— START Source records —

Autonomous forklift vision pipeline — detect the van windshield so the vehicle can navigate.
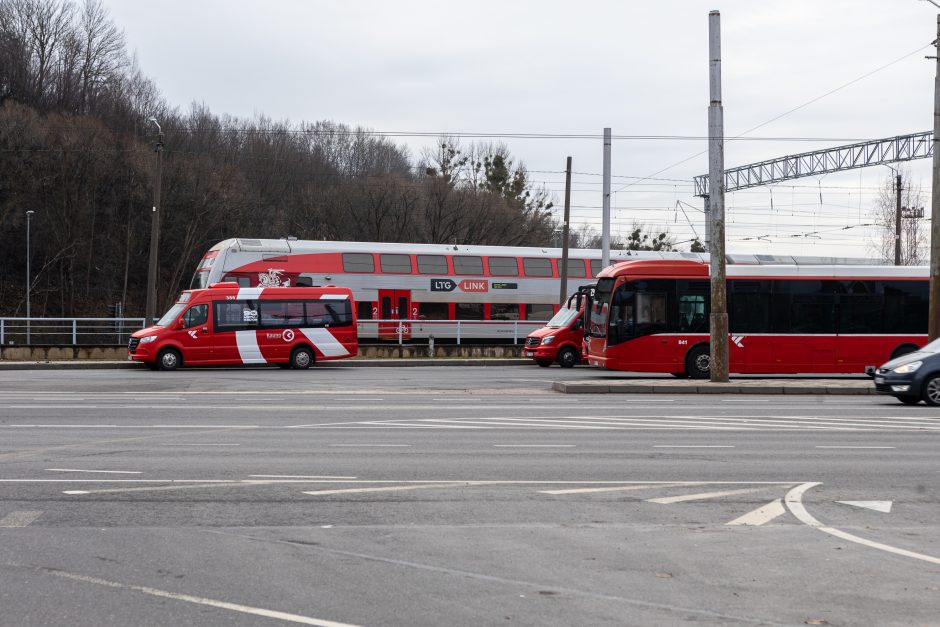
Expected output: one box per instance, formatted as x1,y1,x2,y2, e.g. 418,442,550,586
545,308,581,329
157,303,186,327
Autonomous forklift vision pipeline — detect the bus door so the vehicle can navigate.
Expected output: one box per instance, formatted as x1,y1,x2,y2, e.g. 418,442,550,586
379,290,417,340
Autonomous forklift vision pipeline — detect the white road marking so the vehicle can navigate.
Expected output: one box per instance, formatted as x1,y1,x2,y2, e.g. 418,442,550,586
46,468,143,475
646,488,764,505
784,483,940,565
32,568,355,627
725,499,787,526
493,444,575,448
248,475,356,479
653,444,734,448
0,512,42,529
816,446,897,449
539,482,703,496
836,501,892,514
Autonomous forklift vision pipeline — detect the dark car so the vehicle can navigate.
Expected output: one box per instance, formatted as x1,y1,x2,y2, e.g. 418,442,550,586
875,339,940,405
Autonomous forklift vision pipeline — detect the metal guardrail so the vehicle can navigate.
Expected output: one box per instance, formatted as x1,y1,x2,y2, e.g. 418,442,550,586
0,318,545,346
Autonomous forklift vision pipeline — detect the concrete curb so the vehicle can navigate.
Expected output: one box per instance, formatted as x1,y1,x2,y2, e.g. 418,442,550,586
0,357,534,370
552,380,876,396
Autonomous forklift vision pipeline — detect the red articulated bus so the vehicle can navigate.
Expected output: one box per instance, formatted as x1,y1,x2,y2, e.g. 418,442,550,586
127,283,359,370
585,261,929,379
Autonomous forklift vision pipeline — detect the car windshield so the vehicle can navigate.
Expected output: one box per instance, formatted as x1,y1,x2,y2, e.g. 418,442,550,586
157,303,186,327
920,338,940,353
545,308,580,329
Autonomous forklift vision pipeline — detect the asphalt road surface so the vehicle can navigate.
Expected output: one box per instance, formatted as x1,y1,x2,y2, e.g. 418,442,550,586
0,365,940,627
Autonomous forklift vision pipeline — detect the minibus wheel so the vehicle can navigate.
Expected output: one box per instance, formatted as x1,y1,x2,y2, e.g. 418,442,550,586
290,346,313,370
157,348,183,371
685,344,712,379
557,346,580,368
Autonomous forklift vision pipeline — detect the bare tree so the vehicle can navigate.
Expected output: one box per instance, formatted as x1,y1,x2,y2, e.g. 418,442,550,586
869,170,930,266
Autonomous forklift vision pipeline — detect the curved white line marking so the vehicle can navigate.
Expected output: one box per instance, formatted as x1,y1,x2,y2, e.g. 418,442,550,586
784,482,940,564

— END Source records —

Required work: Retype all of the items above word for word, leaving out the pictures.

Answer to the exercise:
Autonomous forklift vision pipeline — detect the van windshield so the vehicle can navigate.
Expected output: one box per instance, formatted as x1,y1,x2,y2, e.g. 418,442,550,586
545,308,581,329
157,303,186,327
Autonomous forklift vision pipeline — detect the bus door so the vehicle can navigate.
Expected output: one box per instance, formatted as x1,y1,x2,y2, e.g. 418,442,550,586
379,290,417,340
Autonomous forklift vision pipeline — detect the white road marking so the vehicle can navigate.
Expected output: one box per instance, formatted as x1,y1,x2,y2, e.g. 418,442,550,586
46,468,143,475
646,488,764,505
784,483,940,565
32,568,355,627
725,499,787,526
493,444,575,448
248,475,356,479
653,444,734,448
0,512,42,529
816,446,897,449
539,482,703,496
836,501,892,514
Autonomous forklift vision pipeline — detect the dark car so the vehicle can navigate.
Expected output: one box per instance, formatted as x1,y1,x2,y2, e.g. 418,442,550,586
875,339,940,405
Autonomous forklift vision pipeline — detect the metal guardrail so the vehicle can navigate.
Expected output: one box per instance, formatted as x1,y1,x2,y2, e.g. 418,442,550,586
0,318,545,346
Autonomous forklift vision pipeline — detect the concrete curb so the vehicle can navigate.
Expected output: one box per instance, formatted as x1,y1,x2,y2, e.g. 418,442,550,586
0,357,534,370
552,380,876,396
Autonomous forklift vision pipeline — detect the red articulated bus so the vehicle can navigate.
Expected output: one box per instance, formatted as x1,y1,x2,y2, e.g. 418,442,550,586
127,283,359,370
585,261,929,379
Autonomous forklift vision pipeline — detect the car windshield so the vehicle can navigate.
Expected output: one box per instance, formatted as x1,y1,x2,y2, e.g. 418,442,550,586
157,303,186,327
920,338,940,353
545,308,580,329
Autonomous forklift vision pipeline — detect the asphalt road surface so the vehicle can navigate.
Expected output: one box per instance, formatted as x1,y1,x2,y2, e.g. 418,442,550,586
0,365,940,627
Autonomous forklift vision pipeline — detect the minibus wheel so the vehicle can navigate.
Expected output: one box per instance, formatted as x1,y1,x2,y2, e.g. 418,442,550,586
290,346,313,370
157,348,183,371
685,344,712,379
557,346,580,368
Autonomous forklift vision pipeline — detect the bare tree so the vehicle can navigate.
Expected output: one box per instance, formatted as x1,y1,x2,y2, e.g. 418,442,550,586
869,170,930,266
Autonomous forklift vision pipeline — detect the curved white line marking so the vehicle can navigate.
Expected output: one box per instance, formatted as x1,y1,x2,y2, e.g. 418,442,550,586
784,482,940,564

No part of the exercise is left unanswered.